## [WHAT IS REQUIRED]
Turn each item below into a JSON list of strings, with one string per line and no strings for blank lines.

[Start DATA ENTRIES]

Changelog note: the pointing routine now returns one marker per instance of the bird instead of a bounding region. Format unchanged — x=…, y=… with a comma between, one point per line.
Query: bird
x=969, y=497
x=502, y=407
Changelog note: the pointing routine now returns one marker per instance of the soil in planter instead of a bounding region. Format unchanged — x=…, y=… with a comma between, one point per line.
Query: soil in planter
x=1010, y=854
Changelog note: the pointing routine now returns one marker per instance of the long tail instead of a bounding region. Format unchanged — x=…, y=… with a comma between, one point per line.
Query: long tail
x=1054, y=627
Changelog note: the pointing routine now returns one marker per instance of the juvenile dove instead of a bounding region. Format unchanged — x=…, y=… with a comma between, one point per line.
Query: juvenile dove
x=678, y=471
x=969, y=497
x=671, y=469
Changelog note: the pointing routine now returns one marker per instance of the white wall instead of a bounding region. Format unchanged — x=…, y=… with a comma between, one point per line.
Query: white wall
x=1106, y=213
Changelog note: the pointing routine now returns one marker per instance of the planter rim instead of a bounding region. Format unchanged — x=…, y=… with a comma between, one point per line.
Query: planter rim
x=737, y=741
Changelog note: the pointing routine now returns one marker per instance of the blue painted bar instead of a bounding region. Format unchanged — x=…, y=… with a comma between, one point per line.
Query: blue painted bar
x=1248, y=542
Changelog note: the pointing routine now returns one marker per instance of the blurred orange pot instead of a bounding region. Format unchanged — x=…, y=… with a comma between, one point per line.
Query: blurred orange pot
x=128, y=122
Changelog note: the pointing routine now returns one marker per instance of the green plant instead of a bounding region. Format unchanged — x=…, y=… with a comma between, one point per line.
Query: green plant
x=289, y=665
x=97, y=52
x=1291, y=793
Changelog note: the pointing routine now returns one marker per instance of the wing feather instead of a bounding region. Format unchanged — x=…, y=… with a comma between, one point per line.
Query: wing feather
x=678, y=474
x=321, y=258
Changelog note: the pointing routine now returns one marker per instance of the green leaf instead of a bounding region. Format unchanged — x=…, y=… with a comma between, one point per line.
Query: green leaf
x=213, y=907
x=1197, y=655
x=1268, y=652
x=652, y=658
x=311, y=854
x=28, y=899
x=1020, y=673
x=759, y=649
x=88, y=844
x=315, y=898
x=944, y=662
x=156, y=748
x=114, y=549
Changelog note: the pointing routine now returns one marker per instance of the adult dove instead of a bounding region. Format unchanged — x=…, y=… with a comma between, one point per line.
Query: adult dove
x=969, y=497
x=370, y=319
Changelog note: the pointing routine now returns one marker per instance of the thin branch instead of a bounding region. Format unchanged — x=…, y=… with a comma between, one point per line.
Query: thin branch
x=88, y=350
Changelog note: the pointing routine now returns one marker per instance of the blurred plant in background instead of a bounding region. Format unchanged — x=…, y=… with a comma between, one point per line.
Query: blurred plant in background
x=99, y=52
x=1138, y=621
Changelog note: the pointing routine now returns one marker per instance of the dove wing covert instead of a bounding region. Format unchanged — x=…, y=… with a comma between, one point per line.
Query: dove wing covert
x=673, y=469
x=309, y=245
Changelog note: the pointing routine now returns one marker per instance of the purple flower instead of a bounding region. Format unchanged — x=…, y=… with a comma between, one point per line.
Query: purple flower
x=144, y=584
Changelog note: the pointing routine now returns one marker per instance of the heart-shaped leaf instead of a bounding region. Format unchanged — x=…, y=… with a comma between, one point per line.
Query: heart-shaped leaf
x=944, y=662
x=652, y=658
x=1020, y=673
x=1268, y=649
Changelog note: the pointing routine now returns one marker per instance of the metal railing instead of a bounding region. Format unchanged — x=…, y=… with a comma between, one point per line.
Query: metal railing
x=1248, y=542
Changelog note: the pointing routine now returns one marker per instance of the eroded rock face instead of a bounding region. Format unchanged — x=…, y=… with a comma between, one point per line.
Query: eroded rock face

[End DATA ENTRIES]

## [PROBLEM SOLUTION]
[
  "Changelog note: the pointing routine now returns one marker per instance of the bird instead of a bounding region. Format unchanged — x=…, y=… with a comma between, one point per line.",
  "Query: bird",
  "x=969, y=497",
  "x=502, y=407",
  "Changelog note: the pointing routine now returns one marker per instance of the soil in planter instead of a bounding region. Format unchanged — x=…, y=… with a comma between, one point per line.",
  "Query: soil in planter",
  "x=1010, y=854",
  "Changelog note: the pointing routine now returns one marker per instance of the long tail instead of a bounding region. Format unchanged — x=…, y=… with a comma between, one point per line.",
  "Query: long tail",
  "x=1054, y=627",
  "Changelog note: the pointing routine now returns one marker per instance of the juvenile dove instead of a bounding region. Format unchanged — x=…, y=… with a comma between, one point per line.",
  "Query: juvenile dove",
  "x=678, y=471",
  "x=969, y=497",
  "x=671, y=469",
  "Changelog note: the pointing routine now returns one marker per instance of the white wall instead of a bounding region. Format unchanged — x=…, y=… with a comma between, one point per line.",
  "Query: white wall",
  "x=1106, y=213",
  "Changelog note: the pointing routine now returns one marker per instance of the planter rim instead of a bounding region. Format unchanged — x=…, y=… with a comma between, one point per line.",
  "Query: planter rim",
  "x=737, y=741",
  "Changelog note: the pointing routine now returns one marker per instance of the blue painted bar instead of a bounding region. Format unchanged — x=…, y=… with a comma between, one point per line.",
  "Query: blue painted bar",
  "x=1248, y=542",
  "Changelog note: the pointing routine now returns one marker per instance of the blurred orange pot instead of a bounding region. Format unchanged — x=…, y=… with a comma between, one point per line.",
  "Query: blurred orange pot",
  "x=128, y=122",
  "Changelog note: the pointing routine now returns one marker per instance of the green plant instead of a bounding region. Format unchanged — x=…, y=… with a comma between, one point per line.",
  "Query: green plant",
  "x=289, y=665",
  "x=97, y=52",
  "x=1291, y=793",
  "Changelog note: the pointing routine now returns one marker per instance of the wing feather instead of a bounding region. Format unchanged — x=…, y=… with a comma between, one point per line.",
  "Query: wing feather",
  "x=678, y=474",
  "x=321, y=258",
  "Changelog note: the pointing routine now returns one marker per instance of the green leaf instead of a bounding region. Format unchanged — x=…, y=… with a comma between, one point per line.",
  "Query: green leaf",
  "x=213, y=907",
  "x=1197, y=655",
  "x=1268, y=652",
  "x=652, y=658",
  "x=311, y=854",
  "x=28, y=899",
  "x=1020, y=673",
  "x=759, y=649",
  "x=88, y=844",
  "x=315, y=898",
  "x=944, y=662",
  "x=156, y=748",
  "x=114, y=549",
  "Changelog note: the pointing routine now returns one marker per instance of the adult dove instead of a bounding region. Format unchanged — x=…, y=… with a comma between, one point per line.",
  "Query: adult dove",
  "x=969, y=497",
  "x=370, y=319",
  "Changelog note: the pointing routine now returns one marker per instance of the thin branch instead of a bounding region. Format unchanged — x=…, y=… with a comma between, one point per line.",
  "Query: thin branch",
  "x=88, y=350",
  "Changelog note: the pointing routine now returns one marker per instance of the blurred plant in background instead of a bounding region. Format unchanged — x=…, y=… with a comma between, one point per line.",
  "Query: blurred plant in background",
  "x=99, y=52",
  "x=1138, y=621",
  "Changelog note: the pointing routine now returns one marker per instance of the dove wing covert instead of a bounding region. Format unchanged — x=…, y=… with a comma between, one point per line.",
  "Query: dove wing covert",
  "x=673, y=469",
  "x=309, y=245",
  "Changelog note: the pointing routine now returns one marker per instance of the purple flower instead of a bounding region. Format unchanged — x=…, y=… with a comma between, one point per line.",
  "Query: purple flower",
  "x=144, y=584",
  "Changelog note: the pointing routine now returns one marker per instance of the heart-shaped leaf instead of a bounding region. Format unchanged — x=…, y=… with a comma between, one point per line.",
  "Query: heart-shaped leaf",
  "x=944, y=662",
  "x=652, y=658",
  "x=1020, y=673",
  "x=1268, y=649",
  "Changelog note: the pointing routine now returns one marker per instance of the metal railing instead of a bounding region. Format unchanged — x=…, y=… with a comma between, one point per line.",
  "Query: metal railing",
  "x=1248, y=542",
  "Changelog note: the pointing routine now returns one marker per instance of the eroded rock face instead of a bounding region. Format unchanged — x=…, y=… with a comma between, one point per line.",
  "Query: eroded rock face"
]